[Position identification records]
⁂

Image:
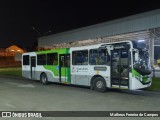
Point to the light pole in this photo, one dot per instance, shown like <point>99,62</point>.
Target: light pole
<point>40,35</point>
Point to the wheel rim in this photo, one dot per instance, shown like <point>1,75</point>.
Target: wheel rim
<point>99,84</point>
<point>44,79</point>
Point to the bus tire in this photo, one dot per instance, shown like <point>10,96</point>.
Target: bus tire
<point>44,79</point>
<point>99,84</point>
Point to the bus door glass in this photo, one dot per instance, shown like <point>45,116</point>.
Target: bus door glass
<point>33,67</point>
<point>119,68</point>
<point>64,64</point>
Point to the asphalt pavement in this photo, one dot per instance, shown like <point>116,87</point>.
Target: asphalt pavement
<point>29,95</point>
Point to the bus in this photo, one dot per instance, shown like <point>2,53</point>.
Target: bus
<point>123,65</point>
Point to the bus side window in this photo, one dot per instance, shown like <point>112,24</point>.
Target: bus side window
<point>80,57</point>
<point>25,59</point>
<point>52,59</point>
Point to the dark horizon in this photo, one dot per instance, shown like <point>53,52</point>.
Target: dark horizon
<point>18,17</point>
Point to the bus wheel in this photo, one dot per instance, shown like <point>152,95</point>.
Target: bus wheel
<point>44,79</point>
<point>99,84</point>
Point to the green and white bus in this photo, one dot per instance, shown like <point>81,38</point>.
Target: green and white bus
<point>124,65</point>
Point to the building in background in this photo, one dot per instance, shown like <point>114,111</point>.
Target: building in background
<point>11,56</point>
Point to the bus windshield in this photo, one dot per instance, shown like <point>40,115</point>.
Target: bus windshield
<point>141,58</point>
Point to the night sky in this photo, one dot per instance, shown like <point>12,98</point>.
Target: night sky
<point>18,17</point>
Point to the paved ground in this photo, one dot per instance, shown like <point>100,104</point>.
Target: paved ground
<point>27,95</point>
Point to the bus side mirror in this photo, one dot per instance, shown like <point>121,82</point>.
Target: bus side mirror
<point>136,56</point>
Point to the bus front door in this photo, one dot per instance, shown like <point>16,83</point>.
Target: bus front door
<point>120,69</point>
<point>64,68</point>
<point>33,66</point>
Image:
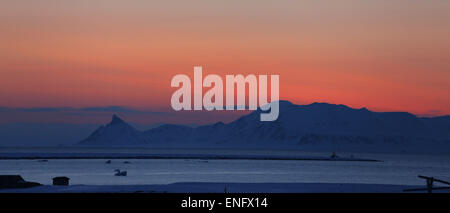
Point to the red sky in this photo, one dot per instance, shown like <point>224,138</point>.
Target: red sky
<point>383,55</point>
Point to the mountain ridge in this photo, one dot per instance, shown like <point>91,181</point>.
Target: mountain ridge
<point>300,126</point>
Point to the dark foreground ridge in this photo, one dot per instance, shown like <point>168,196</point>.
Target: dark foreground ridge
<point>37,156</point>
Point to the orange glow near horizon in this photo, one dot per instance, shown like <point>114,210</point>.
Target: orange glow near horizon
<point>374,54</point>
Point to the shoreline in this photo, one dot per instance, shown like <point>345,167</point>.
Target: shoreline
<point>216,187</point>
<point>106,156</point>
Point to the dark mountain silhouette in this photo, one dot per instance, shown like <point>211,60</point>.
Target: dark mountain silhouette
<point>313,126</point>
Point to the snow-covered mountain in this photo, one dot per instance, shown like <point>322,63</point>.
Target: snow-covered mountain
<point>317,126</point>
<point>117,132</point>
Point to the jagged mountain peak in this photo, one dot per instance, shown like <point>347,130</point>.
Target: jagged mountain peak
<point>116,120</point>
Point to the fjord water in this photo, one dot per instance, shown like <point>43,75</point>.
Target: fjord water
<point>394,169</point>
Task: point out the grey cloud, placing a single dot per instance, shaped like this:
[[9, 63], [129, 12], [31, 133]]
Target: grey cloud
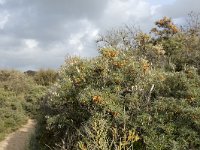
[[180, 8], [61, 27]]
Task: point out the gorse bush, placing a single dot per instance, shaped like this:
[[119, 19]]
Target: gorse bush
[[144, 96], [45, 77]]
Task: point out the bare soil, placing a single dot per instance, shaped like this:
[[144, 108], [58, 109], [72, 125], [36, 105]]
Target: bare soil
[[18, 140]]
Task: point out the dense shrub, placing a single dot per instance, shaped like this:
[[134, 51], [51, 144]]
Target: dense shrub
[[143, 97], [45, 77]]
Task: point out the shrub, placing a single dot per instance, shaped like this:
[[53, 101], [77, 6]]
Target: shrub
[[126, 99]]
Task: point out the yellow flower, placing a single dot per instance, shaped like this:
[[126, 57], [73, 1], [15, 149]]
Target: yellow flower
[[97, 99]]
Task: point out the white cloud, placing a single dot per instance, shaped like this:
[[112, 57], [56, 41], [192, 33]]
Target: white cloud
[[31, 43], [4, 16], [33, 31]]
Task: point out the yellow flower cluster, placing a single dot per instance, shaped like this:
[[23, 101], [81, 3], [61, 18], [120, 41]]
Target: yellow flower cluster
[[109, 53], [159, 49], [133, 137], [145, 66], [97, 99]]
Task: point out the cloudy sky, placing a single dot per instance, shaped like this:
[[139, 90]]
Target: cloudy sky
[[38, 34]]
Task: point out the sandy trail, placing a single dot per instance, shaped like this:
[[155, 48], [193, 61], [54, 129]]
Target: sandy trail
[[18, 140]]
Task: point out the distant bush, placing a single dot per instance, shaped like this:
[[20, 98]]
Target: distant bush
[[45, 77], [143, 96], [12, 114]]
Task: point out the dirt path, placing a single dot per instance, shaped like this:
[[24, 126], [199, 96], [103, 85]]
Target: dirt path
[[19, 139]]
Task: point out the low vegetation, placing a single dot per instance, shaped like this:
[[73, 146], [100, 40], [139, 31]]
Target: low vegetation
[[141, 92]]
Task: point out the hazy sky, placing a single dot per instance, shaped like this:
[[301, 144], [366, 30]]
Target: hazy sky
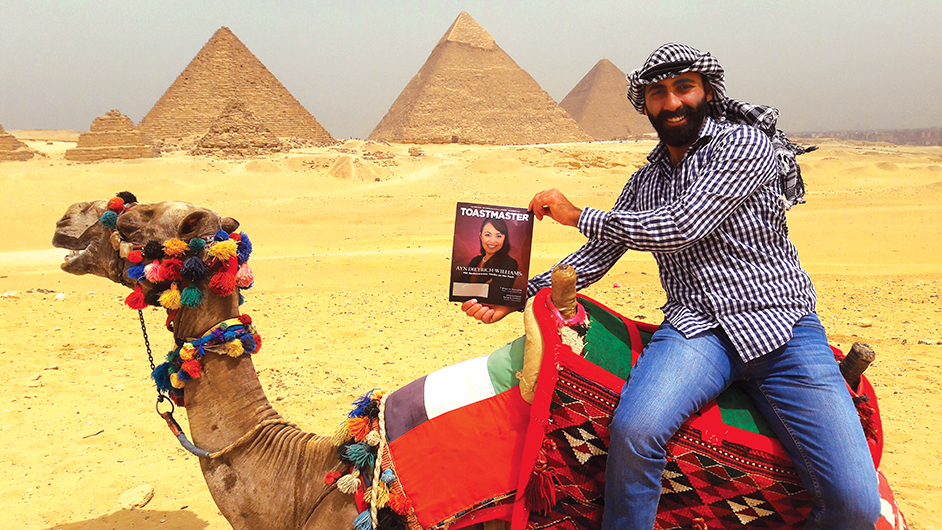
[[827, 65]]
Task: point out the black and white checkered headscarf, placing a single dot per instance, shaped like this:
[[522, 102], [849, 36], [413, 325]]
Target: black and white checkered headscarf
[[672, 59]]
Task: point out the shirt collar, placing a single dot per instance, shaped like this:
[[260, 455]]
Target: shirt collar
[[707, 131]]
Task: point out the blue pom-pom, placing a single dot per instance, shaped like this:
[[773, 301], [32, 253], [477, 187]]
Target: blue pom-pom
[[135, 272], [248, 343], [161, 377], [244, 250], [360, 404], [197, 244], [109, 219], [364, 521], [361, 455], [194, 269]]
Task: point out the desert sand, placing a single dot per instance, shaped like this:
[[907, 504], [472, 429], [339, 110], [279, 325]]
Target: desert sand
[[352, 247]]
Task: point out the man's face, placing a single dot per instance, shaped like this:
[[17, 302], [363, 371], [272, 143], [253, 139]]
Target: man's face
[[676, 107]]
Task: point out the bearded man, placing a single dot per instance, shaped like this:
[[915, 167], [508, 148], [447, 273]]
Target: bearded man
[[711, 206]]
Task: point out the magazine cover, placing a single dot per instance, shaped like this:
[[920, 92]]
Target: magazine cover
[[490, 260]]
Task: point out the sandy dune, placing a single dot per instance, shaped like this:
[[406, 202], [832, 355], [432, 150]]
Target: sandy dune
[[351, 257]]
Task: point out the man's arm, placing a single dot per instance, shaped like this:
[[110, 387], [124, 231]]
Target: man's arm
[[740, 163]]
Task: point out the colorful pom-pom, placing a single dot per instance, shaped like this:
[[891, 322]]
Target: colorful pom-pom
[[223, 250], [153, 249], [171, 297], [187, 351], [358, 428], [350, 483], [197, 244], [116, 204], [174, 247], [193, 368], [152, 272], [135, 272], [109, 219], [194, 269], [248, 343], [245, 277], [363, 521], [245, 247], [234, 348], [223, 283], [191, 297], [362, 455], [135, 300]]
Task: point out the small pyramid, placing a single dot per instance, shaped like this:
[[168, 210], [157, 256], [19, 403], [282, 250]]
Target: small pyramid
[[13, 149], [236, 133], [222, 71], [470, 91], [110, 136], [599, 103]]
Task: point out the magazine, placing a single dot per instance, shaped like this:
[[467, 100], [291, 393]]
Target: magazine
[[490, 259]]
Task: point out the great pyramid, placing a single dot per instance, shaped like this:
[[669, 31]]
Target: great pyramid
[[110, 136], [222, 71], [237, 133], [599, 102], [13, 149], [470, 91]]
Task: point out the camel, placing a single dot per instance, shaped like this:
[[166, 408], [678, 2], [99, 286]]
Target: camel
[[262, 470]]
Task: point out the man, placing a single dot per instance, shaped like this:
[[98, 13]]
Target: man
[[710, 206]]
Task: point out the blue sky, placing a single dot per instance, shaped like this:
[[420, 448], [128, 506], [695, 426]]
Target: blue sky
[[827, 65]]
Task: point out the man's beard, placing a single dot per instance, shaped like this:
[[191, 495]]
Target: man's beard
[[680, 135]]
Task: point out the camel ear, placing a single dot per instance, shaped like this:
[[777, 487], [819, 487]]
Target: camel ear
[[230, 225], [197, 224]]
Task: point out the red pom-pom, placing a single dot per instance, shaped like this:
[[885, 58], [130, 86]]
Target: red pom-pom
[[135, 300], [223, 284], [193, 368]]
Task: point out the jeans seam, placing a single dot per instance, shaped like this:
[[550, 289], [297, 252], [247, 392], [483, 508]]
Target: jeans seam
[[818, 497]]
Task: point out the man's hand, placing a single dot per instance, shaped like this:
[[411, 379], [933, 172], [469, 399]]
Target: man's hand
[[554, 204], [484, 313]]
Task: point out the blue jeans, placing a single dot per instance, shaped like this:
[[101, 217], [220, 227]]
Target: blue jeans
[[800, 392]]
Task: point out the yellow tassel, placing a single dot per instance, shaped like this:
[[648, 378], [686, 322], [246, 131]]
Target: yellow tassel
[[349, 484], [171, 297], [223, 250], [341, 435], [175, 247], [187, 351], [234, 348], [373, 438], [380, 495]]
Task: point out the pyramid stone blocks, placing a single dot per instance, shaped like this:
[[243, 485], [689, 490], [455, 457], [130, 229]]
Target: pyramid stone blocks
[[599, 103], [470, 91], [110, 136], [225, 70], [13, 149]]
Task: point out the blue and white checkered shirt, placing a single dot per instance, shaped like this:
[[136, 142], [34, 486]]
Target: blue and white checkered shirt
[[716, 227]]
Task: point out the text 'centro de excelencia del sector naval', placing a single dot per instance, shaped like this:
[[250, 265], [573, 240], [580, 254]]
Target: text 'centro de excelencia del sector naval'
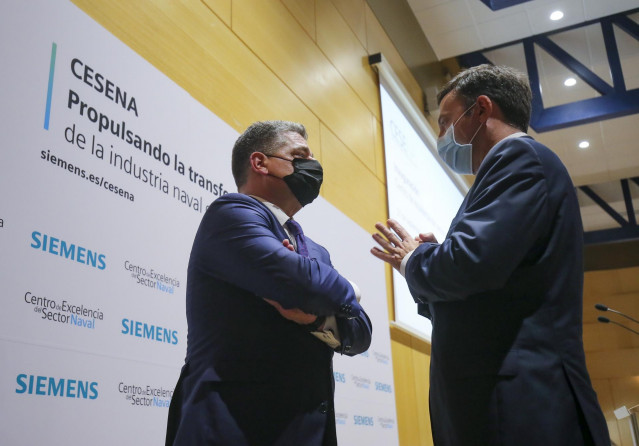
[[120, 128]]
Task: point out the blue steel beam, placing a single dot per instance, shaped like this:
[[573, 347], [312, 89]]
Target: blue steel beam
[[615, 101], [573, 64], [612, 52], [496, 5], [629, 229], [603, 205], [630, 210]]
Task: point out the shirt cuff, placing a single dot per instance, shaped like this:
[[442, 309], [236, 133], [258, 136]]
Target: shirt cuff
[[402, 267], [356, 290], [329, 334]]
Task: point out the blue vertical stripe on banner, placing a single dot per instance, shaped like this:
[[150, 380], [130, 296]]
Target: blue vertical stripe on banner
[[50, 90]]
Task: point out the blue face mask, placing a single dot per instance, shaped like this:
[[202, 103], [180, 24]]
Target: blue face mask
[[459, 157]]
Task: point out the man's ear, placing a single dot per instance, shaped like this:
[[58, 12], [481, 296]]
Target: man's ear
[[485, 107], [259, 163]]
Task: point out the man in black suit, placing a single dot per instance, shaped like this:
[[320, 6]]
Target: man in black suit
[[265, 308], [504, 288]]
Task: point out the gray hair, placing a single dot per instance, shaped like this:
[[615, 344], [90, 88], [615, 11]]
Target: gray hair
[[505, 86], [265, 137]]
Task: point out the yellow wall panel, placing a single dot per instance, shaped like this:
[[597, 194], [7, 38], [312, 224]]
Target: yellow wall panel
[[192, 46], [408, 416], [350, 185], [421, 370], [276, 37], [380, 156], [354, 13], [347, 54], [628, 279], [221, 8], [619, 363], [304, 12], [603, 387]]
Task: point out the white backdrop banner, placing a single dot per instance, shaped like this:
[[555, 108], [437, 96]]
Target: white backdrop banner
[[107, 168]]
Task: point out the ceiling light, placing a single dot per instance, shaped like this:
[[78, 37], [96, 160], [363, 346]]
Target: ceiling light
[[569, 82]]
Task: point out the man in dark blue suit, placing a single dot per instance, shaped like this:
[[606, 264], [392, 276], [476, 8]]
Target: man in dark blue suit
[[265, 308], [504, 289]]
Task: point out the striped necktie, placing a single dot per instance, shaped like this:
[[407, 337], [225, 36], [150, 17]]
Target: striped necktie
[[296, 230]]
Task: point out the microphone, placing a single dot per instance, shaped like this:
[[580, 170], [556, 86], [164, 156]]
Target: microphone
[[602, 307], [605, 320]]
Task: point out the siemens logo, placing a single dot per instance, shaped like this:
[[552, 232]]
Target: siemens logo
[[149, 331], [69, 251], [383, 387], [60, 387], [363, 421]]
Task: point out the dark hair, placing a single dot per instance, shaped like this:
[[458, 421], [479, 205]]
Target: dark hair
[[507, 87], [265, 137]]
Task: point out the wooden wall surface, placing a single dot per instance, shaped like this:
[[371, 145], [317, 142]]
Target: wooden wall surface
[[612, 353], [299, 60]]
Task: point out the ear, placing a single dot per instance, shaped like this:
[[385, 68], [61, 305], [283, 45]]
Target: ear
[[485, 107], [258, 163]]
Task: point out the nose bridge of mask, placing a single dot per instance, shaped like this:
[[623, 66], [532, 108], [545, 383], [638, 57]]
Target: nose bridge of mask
[[452, 126]]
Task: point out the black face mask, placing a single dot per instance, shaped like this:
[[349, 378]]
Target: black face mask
[[306, 179]]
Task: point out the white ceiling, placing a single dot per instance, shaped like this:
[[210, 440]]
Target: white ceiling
[[455, 27]]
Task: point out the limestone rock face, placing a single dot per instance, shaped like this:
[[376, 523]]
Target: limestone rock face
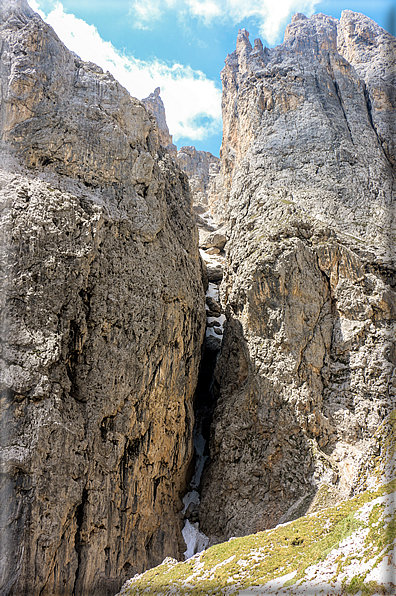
[[155, 106], [307, 369], [102, 322], [201, 168]]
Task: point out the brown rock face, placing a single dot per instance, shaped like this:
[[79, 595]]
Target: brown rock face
[[155, 106], [307, 369], [102, 321]]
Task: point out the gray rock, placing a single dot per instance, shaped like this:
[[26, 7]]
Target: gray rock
[[102, 323], [215, 239], [215, 272], [307, 368], [214, 306], [201, 168], [155, 106]]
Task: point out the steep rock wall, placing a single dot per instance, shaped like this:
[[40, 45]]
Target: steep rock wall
[[155, 106], [307, 369], [102, 322], [202, 169]]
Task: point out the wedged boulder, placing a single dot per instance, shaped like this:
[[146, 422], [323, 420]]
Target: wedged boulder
[[216, 239]]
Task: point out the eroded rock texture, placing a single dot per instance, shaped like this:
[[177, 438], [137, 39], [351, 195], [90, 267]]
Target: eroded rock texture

⁂

| Problem requirements |
Scale the point coordinates in the answers by 1.55, rounding to whole numbers with halves going up, and reproduce the lines from the one with "Task: point out the shirt cuff, placing" through the one with "[[602, 307], [605, 320]]", requests included. Leave the requests and their format samples unchanged.

| Result of this exercise |
Task: point out the shirt cuff, placing a single dot per instance, shaped like this:
[[442, 309], [236, 133], [258, 136]]
Target: shirt cuff
[[623, 414], [552, 450], [510, 518]]
Task: point out the blue vertical stripe on banner, placing a single dot per instance, shaped like this:
[[150, 380], [130, 296]]
Target: blue vertical stripe on banner
[[78, 140]]
Task: point out the blue face mask, placing a single dot per instance, shaped like this:
[[202, 103], [180, 24]]
Target: blue face mask
[[711, 243]]
Task: point out the man's ear, placing a single dot per instance, shaped like this:
[[58, 12], [481, 296]]
Target: man's ear
[[752, 166], [401, 253]]
Task: point out the man in black suit, placing a single dot per instance, shaped like this:
[[320, 6]]
Target: man in black suit
[[411, 477], [781, 446]]
Task: point out the gray hair, placing a single dot per instance, shaped like this:
[[615, 344], [90, 88], [615, 11]]
Target: gray hair
[[783, 133], [411, 212]]
Task: point out the yellow wall panel, placing a single dot per instance, shaped like this:
[[597, 194], [7, 38], [312, 224]]
Target: yellow wall panel
[[298, 71], [632, 645], [543, 287], [653, 574], [428, 57], [589, 242], [549, 20], [538, 84], [973, 432], [343, 12], [959, 563], [471, 19], [935, 600]]
Task: point out the white backdrop banner, placing a single dot per instance, shaped like this:
[[555, 108], [437, 96]]
Target: white backdrop banner
[[166, 260]]
Task: point out the ceiling light, placing a single dot per instance, shaped like this:
[[78, 37], [96, 160], [363, 346]]
Target: ceiling light
[[882, 127]]
Task: point out the man in dark blue suit, placing a single dot per instance, shaped like this:
[[606, 264], [392, 276], [476, 8]]
Target: man in dark blue suit
[[411, 477], [781, 448]]
Task: point out the striped necktie, placing a single dot per instance, shaped like this:
[[407, 337], [225, 36], [150, 17]]
Target: striped necktie
[[459, 357]]
Task: point out the microphone, placing a single dot per instance, shaped like this:
[[580, 170], [556, 86], [164, 156]]
Target: microphone
[[933, 476], [938, 496]]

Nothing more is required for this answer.